§ ТЕКСТ ДЛЯ ЧТЕНИЯ:
▼
Стоит ли упоминать о том, что тем утром санитар не повел мистера Бланка на прогулку? И, насколько мне известно, его больше ни разу не принуждали заниматься физической активностью.
Главный врач понял, что я слишком энергично борюсь за права человека и мне больше нельзя находиться в одном отделении с таким количеством пациентов. Мои действия влияли на них пагубным образом, поэтому меня перевели в частную палату, расположенную в маленькой одноэтажной пристройке. Комната была очень хорошо обставлена и походила на холостяцкую квартиру.
Там не было никого, с кем бы я мог вступить в конфликт, и я жил без каких бы то ни было проблем, а личный санитар подходил моему темпераменту. Он хорошо знал человеческую природу и никогда не прибегал к силе, если меня не удавалось уговорить словами. Обыденные споры, которые привели бы к разногласиям, будь он типичным санитаром, он либо игнорировал, либо в частном порядке докладывал о них доктору. За весь период моего излишнего возбуждения люди делились на два типа: тех, кто мог меня контролировать, и тех, чье присутствие заставляло меня гневаться, я впадал в раж, что часто приводило к плачевным последствиям.
К несчастью для меня, добрый санитар вскоре покинул нашу больницу: ему сделали более выгодное предложение. Он даже не попрощался со мной. Для меня было очень важно, чтобы он остался, а не уехал, причем так резко и, очевидно, по приказу доктора, который, наверное, не задумывался, что подобная перемена так меня обеспокоит. Когда была проведена замена, я вел себя адекватно, хотя мне и не нравился человек, который занимался мной теперь: у нас уже имелись разногласия. Ему было приблизительно столько же лет, и мне оказалось трудно действовать по его указаниям, в то время как я легко подчинялся его предшественнику, который был намного старше. Кроме того, я не нравился этому санитару, потому что наговорил ему много неприятного, когда мы были в общем отделении. Он весил порядка девяноста килограммов, а я – около шестидесяти. Вероятно, его взяли потому, что он обладал физической силой. Куда мудрее, конечно, было бы выбирать человека по его умственным качествам, а не физической форме. Главный врач был очень пожилым человеком и отличался слабым здоровьем, поэтому ему опять пришлось передать мое дело в руки помощника, а тот, в свою очередь, уже раздавал определенные указания. Он четко определил, что я могу, а что не могу делать. Эти указания, отчасти безрассудные, строжайше выполнялись. Винить санитара за это я не могу. Доктор лишил его права думать самостоятельно.
▲
§ ПОРЯДОК РАБОТЫ: Воспроизведите без изменений из текста для чтения всё, начиная со слов «Там не было» и вплоть до слов «к плачевным последствиям.».

§ Собранные записи данных:
▼
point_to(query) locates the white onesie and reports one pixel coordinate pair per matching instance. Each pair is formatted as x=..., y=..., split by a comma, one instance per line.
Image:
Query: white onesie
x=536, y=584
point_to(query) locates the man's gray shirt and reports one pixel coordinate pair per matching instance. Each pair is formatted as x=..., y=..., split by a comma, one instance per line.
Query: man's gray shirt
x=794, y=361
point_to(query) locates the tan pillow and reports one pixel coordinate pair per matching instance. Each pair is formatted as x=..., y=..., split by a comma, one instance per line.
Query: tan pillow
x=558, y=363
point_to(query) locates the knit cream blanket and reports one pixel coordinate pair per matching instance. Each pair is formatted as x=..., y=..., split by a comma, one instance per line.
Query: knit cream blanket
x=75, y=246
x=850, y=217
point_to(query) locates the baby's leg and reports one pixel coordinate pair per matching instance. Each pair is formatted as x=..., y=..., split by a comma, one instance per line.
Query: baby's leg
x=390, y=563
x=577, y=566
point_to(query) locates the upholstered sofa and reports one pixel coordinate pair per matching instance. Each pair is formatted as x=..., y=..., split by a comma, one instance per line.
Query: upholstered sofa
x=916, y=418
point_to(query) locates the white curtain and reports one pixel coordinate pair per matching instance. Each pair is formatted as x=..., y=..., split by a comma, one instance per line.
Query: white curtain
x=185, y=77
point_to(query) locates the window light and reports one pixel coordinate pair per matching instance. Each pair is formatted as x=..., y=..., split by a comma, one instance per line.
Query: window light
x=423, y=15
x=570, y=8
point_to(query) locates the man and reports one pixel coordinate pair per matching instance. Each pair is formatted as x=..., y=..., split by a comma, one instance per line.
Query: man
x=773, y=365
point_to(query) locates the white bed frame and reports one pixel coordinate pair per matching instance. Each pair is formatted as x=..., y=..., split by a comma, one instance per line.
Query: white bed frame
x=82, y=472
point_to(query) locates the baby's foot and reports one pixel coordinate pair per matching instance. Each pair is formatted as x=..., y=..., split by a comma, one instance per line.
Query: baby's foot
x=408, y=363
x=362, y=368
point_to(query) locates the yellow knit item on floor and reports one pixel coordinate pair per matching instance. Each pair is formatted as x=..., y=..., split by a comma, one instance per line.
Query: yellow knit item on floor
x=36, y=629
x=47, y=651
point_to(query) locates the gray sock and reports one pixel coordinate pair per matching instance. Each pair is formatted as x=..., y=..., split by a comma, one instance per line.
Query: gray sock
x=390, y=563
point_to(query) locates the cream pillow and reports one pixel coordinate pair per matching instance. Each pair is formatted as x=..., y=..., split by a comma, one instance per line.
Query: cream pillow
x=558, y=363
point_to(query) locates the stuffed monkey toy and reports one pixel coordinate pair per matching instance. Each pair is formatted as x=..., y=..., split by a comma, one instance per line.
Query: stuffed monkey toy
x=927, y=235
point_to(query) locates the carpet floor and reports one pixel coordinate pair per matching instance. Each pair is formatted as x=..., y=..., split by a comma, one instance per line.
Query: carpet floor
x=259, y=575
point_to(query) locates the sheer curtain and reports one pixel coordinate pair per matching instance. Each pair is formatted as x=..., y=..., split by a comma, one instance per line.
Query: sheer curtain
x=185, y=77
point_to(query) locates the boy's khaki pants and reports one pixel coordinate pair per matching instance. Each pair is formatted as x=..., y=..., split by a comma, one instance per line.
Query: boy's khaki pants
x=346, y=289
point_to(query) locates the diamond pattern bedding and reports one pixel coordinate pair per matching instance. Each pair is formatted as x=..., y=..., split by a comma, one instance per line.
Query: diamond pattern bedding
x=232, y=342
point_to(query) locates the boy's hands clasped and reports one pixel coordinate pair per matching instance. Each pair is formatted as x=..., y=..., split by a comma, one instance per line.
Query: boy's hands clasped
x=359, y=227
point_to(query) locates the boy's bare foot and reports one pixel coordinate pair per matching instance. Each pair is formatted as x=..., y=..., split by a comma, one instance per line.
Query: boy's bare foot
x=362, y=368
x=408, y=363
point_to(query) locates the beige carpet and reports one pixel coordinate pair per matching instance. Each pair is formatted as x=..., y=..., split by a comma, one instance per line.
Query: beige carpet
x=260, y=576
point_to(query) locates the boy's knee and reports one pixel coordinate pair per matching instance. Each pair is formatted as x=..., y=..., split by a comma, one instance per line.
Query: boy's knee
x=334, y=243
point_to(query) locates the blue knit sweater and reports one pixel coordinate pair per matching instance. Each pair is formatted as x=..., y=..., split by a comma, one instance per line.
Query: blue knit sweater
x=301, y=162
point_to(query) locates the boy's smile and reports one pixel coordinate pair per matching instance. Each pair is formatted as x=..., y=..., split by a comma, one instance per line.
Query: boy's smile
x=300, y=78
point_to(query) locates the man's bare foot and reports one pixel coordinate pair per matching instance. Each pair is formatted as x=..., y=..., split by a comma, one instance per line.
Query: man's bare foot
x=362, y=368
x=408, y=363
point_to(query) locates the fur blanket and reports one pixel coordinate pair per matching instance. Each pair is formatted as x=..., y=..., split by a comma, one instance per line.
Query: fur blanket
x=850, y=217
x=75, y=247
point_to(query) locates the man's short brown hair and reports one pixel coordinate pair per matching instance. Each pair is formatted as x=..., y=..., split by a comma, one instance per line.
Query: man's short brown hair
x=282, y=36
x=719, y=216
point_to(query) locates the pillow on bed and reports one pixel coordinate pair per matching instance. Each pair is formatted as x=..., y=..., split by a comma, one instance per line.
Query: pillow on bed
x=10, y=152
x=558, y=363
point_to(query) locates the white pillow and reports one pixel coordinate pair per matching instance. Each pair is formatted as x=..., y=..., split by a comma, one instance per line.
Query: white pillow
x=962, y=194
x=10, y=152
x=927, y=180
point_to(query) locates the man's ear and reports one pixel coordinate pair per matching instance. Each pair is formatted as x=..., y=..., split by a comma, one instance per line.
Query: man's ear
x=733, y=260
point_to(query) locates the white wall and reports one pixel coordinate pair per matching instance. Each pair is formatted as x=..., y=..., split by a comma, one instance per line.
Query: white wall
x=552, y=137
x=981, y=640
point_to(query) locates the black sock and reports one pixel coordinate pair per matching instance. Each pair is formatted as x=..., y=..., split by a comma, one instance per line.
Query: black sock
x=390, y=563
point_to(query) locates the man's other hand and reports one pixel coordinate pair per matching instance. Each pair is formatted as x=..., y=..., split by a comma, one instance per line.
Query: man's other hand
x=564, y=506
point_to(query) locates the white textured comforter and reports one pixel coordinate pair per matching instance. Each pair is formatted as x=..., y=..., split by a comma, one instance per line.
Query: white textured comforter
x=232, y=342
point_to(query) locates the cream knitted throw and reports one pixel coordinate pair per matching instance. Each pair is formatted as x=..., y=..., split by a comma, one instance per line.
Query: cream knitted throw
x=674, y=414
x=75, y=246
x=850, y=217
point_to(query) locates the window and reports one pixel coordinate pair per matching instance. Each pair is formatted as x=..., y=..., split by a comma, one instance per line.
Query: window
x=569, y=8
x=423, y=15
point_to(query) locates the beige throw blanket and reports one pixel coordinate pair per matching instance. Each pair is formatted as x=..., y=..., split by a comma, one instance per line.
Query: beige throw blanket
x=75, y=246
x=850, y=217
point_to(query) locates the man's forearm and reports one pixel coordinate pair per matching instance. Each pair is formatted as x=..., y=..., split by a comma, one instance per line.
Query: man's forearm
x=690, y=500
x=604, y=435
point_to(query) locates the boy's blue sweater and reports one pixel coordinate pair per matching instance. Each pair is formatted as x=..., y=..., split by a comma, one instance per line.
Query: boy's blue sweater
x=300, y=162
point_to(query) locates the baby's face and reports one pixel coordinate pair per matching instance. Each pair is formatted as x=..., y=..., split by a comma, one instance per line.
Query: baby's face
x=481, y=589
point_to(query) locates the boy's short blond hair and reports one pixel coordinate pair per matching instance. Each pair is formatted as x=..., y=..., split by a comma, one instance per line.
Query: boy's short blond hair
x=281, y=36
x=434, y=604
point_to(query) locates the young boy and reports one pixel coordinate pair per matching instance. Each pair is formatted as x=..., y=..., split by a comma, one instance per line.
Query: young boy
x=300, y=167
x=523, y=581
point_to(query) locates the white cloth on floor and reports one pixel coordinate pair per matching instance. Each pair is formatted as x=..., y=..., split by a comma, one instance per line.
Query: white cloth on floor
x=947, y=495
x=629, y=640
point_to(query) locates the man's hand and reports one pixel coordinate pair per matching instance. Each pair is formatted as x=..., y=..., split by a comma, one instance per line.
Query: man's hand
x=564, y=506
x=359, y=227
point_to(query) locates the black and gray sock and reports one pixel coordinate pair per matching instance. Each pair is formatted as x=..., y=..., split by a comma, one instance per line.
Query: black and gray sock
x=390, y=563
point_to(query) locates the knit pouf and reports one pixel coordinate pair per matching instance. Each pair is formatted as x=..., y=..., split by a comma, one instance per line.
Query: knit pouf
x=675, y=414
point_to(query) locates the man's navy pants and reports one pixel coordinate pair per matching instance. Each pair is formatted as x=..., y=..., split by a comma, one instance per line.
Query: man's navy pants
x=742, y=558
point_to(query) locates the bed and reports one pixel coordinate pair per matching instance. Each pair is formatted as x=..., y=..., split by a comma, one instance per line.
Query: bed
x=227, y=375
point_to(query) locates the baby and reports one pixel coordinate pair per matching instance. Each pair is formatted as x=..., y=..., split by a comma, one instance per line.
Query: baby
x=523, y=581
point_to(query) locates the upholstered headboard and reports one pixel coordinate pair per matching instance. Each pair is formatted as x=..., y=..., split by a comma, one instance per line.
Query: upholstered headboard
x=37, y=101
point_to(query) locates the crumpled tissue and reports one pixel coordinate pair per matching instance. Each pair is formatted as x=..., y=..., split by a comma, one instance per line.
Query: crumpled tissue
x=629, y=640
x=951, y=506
▲
§ РЕШЕНИЕ УПРАЖНЕНИЯ:
Там не было никого, с кем бы я мог вступить в конфликт, и я жил без каких бы то ни было проблем, а личный санитар подходил моему темпераменту. Он хорошо знал человеческую природу и никогда не прибегал к силе, если меня не удавалось уговорить словами. Обыденные споры, которые привели бы к разногласиям, будь он типичным санитаром, он либо игнорировал, либо в частном порядке докладывал о них доктору. За весь период моего излишнего возбуждения люди делились на два типа: тех, кто мог меня контролировать, и тех, чье присутствие заставляло меня гневаться, я впадал в раж, что часто приводило к плачевным последствиям.